- Data to use
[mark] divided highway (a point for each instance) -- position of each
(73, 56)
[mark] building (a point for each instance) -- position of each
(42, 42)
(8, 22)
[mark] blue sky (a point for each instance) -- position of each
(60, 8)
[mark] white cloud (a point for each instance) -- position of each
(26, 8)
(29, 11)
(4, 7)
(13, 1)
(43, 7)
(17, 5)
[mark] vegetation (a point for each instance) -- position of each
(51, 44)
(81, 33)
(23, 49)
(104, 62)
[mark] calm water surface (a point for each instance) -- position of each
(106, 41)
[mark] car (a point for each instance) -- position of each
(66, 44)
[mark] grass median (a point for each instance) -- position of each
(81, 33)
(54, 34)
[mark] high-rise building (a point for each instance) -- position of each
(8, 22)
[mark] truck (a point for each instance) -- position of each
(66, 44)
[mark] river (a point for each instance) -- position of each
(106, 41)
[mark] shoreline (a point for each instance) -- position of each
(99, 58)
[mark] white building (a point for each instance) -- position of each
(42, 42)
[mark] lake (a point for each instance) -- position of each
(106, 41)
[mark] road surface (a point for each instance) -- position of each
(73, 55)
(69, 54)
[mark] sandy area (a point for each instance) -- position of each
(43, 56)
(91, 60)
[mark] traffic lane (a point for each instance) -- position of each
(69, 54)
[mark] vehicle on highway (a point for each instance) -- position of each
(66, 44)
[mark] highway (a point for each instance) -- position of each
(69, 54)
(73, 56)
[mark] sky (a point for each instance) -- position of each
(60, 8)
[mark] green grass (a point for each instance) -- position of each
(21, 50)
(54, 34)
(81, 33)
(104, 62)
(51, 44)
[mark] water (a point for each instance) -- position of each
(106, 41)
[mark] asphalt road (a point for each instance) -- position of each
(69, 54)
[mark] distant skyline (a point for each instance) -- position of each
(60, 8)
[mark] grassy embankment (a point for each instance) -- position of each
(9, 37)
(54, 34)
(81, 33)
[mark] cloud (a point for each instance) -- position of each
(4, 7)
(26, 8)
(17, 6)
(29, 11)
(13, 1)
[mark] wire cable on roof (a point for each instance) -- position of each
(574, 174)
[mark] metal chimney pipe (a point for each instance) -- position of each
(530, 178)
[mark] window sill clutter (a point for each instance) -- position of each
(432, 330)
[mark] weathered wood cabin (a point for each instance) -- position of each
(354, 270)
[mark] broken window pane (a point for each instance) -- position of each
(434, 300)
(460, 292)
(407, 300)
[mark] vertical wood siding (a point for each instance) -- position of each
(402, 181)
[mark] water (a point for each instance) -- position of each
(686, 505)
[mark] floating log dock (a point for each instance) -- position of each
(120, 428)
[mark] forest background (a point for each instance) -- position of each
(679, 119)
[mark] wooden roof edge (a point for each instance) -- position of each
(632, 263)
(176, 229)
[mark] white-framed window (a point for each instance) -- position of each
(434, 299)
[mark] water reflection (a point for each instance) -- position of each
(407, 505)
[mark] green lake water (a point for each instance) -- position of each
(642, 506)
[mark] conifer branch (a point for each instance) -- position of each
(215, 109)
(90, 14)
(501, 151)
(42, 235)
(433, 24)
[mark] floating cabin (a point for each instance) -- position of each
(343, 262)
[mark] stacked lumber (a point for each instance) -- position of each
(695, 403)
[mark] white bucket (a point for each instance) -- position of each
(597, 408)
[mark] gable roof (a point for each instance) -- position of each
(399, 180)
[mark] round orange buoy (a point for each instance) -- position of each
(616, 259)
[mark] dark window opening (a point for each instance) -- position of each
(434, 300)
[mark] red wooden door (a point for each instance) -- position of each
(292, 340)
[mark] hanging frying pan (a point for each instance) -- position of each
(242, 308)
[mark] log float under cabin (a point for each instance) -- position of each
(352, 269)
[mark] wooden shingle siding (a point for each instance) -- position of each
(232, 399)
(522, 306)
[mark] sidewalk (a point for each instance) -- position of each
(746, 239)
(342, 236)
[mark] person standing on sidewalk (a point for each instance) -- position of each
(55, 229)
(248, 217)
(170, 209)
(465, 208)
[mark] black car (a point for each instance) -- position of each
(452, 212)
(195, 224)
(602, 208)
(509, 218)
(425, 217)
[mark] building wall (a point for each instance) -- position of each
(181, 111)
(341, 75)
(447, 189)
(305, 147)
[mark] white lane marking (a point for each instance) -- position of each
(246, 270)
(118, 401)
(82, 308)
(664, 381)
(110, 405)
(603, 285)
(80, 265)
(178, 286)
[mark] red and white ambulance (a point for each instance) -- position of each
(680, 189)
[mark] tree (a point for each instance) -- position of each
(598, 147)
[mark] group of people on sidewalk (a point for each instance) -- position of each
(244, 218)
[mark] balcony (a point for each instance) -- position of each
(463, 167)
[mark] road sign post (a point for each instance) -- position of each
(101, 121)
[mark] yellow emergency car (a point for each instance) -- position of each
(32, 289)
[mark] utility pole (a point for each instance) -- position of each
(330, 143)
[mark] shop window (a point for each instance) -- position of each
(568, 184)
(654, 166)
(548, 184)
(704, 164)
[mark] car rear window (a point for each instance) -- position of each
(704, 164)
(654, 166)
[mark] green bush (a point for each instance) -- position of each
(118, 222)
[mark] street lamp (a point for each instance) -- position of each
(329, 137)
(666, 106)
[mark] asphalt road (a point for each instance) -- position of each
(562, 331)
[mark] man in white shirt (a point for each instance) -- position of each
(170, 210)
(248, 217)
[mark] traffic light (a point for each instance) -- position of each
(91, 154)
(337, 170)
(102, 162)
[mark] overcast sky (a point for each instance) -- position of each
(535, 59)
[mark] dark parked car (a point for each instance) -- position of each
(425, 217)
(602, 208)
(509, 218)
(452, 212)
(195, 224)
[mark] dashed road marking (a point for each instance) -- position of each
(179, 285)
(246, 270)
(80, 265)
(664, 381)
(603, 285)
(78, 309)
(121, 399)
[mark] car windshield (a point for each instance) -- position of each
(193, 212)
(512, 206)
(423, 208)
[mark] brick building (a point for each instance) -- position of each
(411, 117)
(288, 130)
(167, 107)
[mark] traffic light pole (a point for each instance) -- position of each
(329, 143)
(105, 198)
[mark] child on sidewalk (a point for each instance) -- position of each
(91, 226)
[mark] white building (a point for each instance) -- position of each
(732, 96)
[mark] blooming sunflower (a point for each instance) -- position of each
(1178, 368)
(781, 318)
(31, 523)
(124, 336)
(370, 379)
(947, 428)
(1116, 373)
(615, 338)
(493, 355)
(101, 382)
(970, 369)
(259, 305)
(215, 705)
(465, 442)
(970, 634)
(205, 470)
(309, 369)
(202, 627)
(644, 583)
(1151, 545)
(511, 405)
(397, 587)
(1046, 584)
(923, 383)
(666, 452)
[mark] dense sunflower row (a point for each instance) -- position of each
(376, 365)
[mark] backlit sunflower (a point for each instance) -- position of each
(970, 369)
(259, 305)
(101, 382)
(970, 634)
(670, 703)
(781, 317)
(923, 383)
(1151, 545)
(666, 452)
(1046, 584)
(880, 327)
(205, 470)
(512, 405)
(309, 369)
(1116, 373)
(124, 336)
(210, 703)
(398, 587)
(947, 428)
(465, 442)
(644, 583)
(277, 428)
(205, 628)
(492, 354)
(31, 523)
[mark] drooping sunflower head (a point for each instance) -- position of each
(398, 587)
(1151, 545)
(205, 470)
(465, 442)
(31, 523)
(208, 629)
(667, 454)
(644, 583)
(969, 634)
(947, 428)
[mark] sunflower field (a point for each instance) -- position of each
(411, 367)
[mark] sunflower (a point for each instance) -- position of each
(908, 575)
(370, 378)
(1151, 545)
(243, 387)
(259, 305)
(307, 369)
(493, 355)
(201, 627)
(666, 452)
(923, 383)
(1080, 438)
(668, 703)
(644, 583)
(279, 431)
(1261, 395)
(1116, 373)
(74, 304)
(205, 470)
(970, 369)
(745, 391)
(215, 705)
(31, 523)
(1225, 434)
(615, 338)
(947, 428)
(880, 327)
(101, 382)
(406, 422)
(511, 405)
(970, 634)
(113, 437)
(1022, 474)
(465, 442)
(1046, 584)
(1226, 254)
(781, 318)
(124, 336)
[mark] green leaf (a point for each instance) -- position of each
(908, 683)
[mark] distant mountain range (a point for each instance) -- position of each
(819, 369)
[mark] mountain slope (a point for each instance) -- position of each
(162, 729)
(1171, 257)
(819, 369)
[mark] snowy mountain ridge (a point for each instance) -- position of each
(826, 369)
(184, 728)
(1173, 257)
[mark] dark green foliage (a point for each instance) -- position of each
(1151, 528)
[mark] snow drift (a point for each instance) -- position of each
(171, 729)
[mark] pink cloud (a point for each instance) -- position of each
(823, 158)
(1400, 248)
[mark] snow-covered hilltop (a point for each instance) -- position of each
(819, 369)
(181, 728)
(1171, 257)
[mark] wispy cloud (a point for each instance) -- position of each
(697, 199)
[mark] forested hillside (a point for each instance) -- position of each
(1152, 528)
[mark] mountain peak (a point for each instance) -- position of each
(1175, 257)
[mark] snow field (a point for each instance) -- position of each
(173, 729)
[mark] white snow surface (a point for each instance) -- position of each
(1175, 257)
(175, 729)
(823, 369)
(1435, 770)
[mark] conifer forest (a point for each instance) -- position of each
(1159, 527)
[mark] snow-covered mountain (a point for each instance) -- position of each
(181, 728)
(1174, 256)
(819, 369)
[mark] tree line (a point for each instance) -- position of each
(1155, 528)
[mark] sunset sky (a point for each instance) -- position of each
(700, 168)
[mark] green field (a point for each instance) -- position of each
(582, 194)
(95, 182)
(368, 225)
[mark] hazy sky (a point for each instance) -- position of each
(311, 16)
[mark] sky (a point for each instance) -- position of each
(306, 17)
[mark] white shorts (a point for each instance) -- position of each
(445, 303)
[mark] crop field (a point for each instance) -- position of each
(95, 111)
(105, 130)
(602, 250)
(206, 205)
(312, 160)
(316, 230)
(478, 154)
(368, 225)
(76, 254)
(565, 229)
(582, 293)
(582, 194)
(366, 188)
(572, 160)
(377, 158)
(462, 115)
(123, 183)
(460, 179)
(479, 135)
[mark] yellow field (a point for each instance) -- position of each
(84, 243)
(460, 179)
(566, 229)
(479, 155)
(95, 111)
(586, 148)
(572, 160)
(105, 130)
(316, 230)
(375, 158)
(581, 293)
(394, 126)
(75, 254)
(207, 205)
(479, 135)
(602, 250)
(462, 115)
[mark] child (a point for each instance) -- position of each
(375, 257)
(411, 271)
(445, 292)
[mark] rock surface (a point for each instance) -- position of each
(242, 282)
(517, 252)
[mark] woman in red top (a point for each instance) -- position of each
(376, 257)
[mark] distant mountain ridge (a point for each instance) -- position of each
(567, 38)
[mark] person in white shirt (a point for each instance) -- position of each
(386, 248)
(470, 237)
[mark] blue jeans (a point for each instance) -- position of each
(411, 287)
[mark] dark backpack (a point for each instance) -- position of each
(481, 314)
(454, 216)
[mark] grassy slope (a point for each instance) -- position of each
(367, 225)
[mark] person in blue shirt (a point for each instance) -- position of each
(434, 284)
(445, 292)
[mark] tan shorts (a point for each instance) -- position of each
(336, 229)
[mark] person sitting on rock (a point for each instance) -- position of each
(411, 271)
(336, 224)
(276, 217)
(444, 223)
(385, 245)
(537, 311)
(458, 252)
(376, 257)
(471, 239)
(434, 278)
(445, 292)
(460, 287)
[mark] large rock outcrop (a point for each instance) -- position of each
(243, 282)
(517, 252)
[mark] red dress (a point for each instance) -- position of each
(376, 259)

- Aim
Beginning at the line where "[mark] blue jeans" appears, extract each line through the end of the data above; keep them exact and include nothing else.

- Reply to the task
[mark] blue jeans (a point for each instance) -- position of each
(411, 287)
[mark] dark backpack (a point for each instance) -- position of each
(481, 314)
(454, 216)
[mark] grassy slope (a point for each instance) -- position of each
(367, 225)
[mark] person in blue shirt (a point for each instance) -- position of each
(434, 284)
(445, 292)
[mark] tan shorts (a point for each instance) -- position of each
(336, 229)
[mark] person sitting on rock (a point for each instance) -- position of each
(411, 271)
(336, 224)
(276, 217)
(444, 223)
(385, 245)
(537, 311)
(458, 252)
(376, 257)
(471, 239)
(434, 278)
(445, 292)
(460, 287)
[mark] large rock outcrop (a point for each instance) -- position of each
(243, 282)
(517, 252)
[mark] red dress (a point for each instance) -- position of each
(376, 259)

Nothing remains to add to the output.